Region pointing data =>

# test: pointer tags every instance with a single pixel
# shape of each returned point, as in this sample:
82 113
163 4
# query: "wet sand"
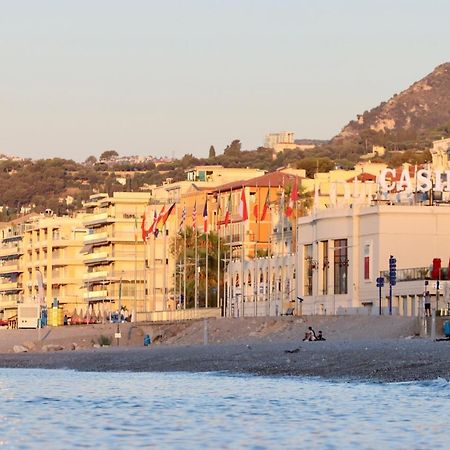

WHAT YOU SHOULD DO =>
The data above must be copied exactly. Leave out the pictures.

COMPLETED TASK =>
# test: pointer tags every instance with a single pixel
# shape of each returned point, as in this sample:
82 113
163 4
# query: "wet sand"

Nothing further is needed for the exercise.